[Stored dataset items]
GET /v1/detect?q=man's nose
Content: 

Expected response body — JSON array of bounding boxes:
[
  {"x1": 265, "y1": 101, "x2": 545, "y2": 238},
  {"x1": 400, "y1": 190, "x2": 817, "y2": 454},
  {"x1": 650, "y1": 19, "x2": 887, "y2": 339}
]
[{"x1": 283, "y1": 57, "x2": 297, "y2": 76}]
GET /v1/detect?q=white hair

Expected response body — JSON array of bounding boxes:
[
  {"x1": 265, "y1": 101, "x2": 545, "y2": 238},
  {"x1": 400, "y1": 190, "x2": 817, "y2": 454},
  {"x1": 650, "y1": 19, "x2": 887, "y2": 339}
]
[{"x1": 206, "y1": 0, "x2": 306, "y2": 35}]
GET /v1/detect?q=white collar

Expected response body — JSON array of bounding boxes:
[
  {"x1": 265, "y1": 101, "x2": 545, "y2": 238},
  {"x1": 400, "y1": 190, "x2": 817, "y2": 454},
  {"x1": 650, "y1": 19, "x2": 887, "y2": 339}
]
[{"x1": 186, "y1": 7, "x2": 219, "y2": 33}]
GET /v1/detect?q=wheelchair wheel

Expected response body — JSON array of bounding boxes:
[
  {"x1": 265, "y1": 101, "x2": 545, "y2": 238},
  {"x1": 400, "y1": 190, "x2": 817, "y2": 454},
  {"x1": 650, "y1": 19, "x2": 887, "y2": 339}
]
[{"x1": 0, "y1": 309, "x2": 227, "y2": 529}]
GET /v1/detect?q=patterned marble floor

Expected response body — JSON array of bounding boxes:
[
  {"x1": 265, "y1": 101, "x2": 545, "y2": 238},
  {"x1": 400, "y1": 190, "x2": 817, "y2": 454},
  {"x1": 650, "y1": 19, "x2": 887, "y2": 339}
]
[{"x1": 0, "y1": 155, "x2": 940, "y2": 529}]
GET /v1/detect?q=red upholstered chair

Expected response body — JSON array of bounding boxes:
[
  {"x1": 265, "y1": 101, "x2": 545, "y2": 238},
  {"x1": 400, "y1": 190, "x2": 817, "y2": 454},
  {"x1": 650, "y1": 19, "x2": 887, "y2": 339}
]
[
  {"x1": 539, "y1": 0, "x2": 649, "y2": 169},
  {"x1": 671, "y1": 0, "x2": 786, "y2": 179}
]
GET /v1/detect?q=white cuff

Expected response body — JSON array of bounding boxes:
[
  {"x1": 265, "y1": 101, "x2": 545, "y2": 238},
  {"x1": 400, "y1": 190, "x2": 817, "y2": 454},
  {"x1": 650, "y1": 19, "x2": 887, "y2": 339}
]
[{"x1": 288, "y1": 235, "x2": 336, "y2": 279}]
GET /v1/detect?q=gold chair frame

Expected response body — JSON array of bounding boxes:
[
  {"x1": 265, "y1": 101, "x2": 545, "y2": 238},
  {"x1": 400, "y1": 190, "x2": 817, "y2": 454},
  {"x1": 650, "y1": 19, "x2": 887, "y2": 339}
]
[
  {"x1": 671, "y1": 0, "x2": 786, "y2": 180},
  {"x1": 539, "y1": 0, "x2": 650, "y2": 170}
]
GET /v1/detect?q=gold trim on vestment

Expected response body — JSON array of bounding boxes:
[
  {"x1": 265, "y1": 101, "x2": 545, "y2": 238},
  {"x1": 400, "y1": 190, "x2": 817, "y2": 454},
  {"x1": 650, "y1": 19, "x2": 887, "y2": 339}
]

Directions:
Write out every row above verbatim, from the first to the last.

The answer:
GET /v1/detect?q=man's nose
Content: 

Expected response body — JSON array of bounding boxes:
[
  {"x1": 265, "y1": 101, "x2": 545, "y2": 238},
  {"x1": 400, "y1": 190, "x2": 817, "y2": 454},
  {"x1": 650, "y1": 19, "x2": 887, "y2": 339}
]
[{"x1": 283, "y1": 57, "x2": 297, "y2": 76}]
GET /v1/detect?q=white hair

Expected response body — JSON array of bounding boxes:
[
  {"x1": 265, "y1": 101, "x2": 545, "y2": 238},
  {"x1": 400, "y1": 190, "x2": 817, "y2": 454},
  {"x1": 650, "y1": 19, "x2": 887, "y2": 339}
]
[{"x1": 206, "y1": 0, "x2": 306, "y2": 35}]
GET /v1/detect?q=white collar

Expected response body — JSON array of bounding boxes:
[
  {"x1": 265, "y1": 101, "x2": 545, "y2": 238},
  {"x1": 400, "y1": 190, "x2": 817, "y2": 454},
  {"x1": 650, "y1": 19, "x2": 887, "y2": 339}
]
[{"x1": 186, "y1": 7, "x2": 219, "y2": 33}]
GET /v1/detect?q=wheelchair wheel

Expected response body — JSON array of bounding boxes:
[
  {"x1": 265, "y1": 101, "x2": 545, "y2": 238},
  {"x1": 400, "y1": 190, "x2": 817, "y2": 454},
  {"x1": 650, "y1": 19, "x2": 887, "y2": 339}
]
[{"x1": 0, "y1": 309, "x2": 227, "y2": 529}]
GET /v1/detect?q=patterned marble floor

Expected response body — JSON array of bounding boxes:
[
  {"x1": 265, "y1": 101, "x2": 545, "y2": 238},
  {"x1": 400, "y1": 190, "x2": 817, "y2": 454},
  {"x1": 650, "y1": 19, "x2": 887, "y2": 339}
]
[{"x1": 0, "y1": 155, "x2": 940, "y2": 529}]
GET /v1/detect?q=red upholstered chair

Expected response body — JSON array of bounding boxes:
[
  {"x1": 265, "y1": 101, "x2": 545, "y2": 238},
  {"x1": 400, "y1": 190, "x2": 817, "y2": 454},
  {"x1": 650, "y1": 19, "x2": 887, "y2": 339}
]
[
  {"x1": 539, "y1": 0, "x2": 649, "y2": 169},
  {"x1": 671, "y1": 0, "x2": 786, "y2": 179}
]
GET /v1/detect?q=white cuff

Expected response body — JSON array of bounding boxes:
[
  {"x1": 265, "y1": 101, "x2": 545, "y2": 238},
  {"x1": 400, "y1": 190, "x2": 817, "y2": 454},
  {"x1": 650, "y1": 19, "x2": 887, "y2": 339}
]
[{"x1": 288, "y1": 235, "x2": 336, "y2": 279}]
GET /v1/detect?q=gold chair frame

Expected response body — JSON array of bounding boxes:
[
  {"x1": 265, "y1": 101, "x2": 545, "y2": 238},
  {"x1": 400, "y1": 190, "x2": 817, "y2": 454},
  {"x1": 650, "y1": 19, "x2": 887, "y2": 339}
]
[
  {"x1": 671, "y1": 0, "x2": 786, "y2": 180},
  {"x1": 539, "y1": 0, "x2": 650, "y2": 170}
]
GET /v1/detect?q=gold trim on vestment

Expected response body — JSON array of bounding boxes:
[
  {"x1": 265, "y1": 101, "x2": 545, "y2": 238},
  {"x1": 400, "y1": 190, "x2": 817, "y2": 454},
  {"x1": 650, "y1": 19, "x2": 887, "y2": 339}
]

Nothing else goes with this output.